» Task instructions
Copy every line of the listing exactly.

Records

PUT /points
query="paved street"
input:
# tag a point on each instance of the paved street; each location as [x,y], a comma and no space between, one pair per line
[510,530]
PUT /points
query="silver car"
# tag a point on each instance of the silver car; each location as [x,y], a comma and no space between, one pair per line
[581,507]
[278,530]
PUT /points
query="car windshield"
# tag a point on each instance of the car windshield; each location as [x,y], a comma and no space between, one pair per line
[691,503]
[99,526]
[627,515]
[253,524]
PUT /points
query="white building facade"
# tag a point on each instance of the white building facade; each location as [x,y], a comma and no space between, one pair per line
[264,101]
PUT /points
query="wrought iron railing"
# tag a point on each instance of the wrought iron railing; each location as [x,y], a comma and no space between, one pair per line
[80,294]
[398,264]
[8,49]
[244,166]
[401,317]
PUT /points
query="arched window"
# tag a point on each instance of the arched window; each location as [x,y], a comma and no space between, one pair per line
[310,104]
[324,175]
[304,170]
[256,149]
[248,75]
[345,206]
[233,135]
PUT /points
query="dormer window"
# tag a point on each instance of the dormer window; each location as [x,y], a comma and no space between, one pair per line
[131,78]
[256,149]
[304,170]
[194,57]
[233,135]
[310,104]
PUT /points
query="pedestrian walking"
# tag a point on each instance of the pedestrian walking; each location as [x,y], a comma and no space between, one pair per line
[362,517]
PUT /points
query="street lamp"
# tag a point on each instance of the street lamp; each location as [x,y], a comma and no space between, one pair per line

» Final result
PUT /points
query="paved street"
input:
# tag a point on each instance of the paved street; each location as [x,y], a comma and no space between, one pair per line
[510,530]
PUT /points
query="silver car"
# tag a point on each instance of the silver car; each location as [x,y], a comma and no space between, one pair per line
[581,507]
[278,530]
PUT /points
query="car windshield"
# tag a point on each instance of the car windshield; each location as [x,y], a comma and no space between, one pair per line
[691,503]
[99,526]
[627,515]
[253,524]
PUT /points
query="white building facade"
# tag a point on each instance of the white building facade; each location as [x,y], a comma and no space between, one pair per line
[264,101]
PUT /points
query="wrought iron railing"
# tag a point on each instance of the wrought iron railing; each location as [x,y], a comma and no space between, one pair per line
[80,294]
[398,264]
[8,49]
[244,166]
[401,317]
PUT /points
query="arched window"
# tag a point on each instance of the arched window; each location as [x,y], a comma and no space between, one pair per line
[310,104]
[324,175]
[304,170]
[256,149]
[248,75]
[345,206]
[233,135]
PUT /points
query="dormer window"
# tag a point on each instance of the dormer window; each location as [x,y], a comma and no space between, one pair per line
[131,78]
[256,149]
[304,170]
[194,57]
[233,135]
[310,104]
PUT /points
query="pedestrian walking"
# tag a point on each instance of the pedestrian walking; each location as [x,y], a comma and no space between, one pair per line
[362,517]
PUT /points
query="street lamp"
# tag a point on each instance of the street lamp; each location as [x,y], a comma and no space between, one pair per line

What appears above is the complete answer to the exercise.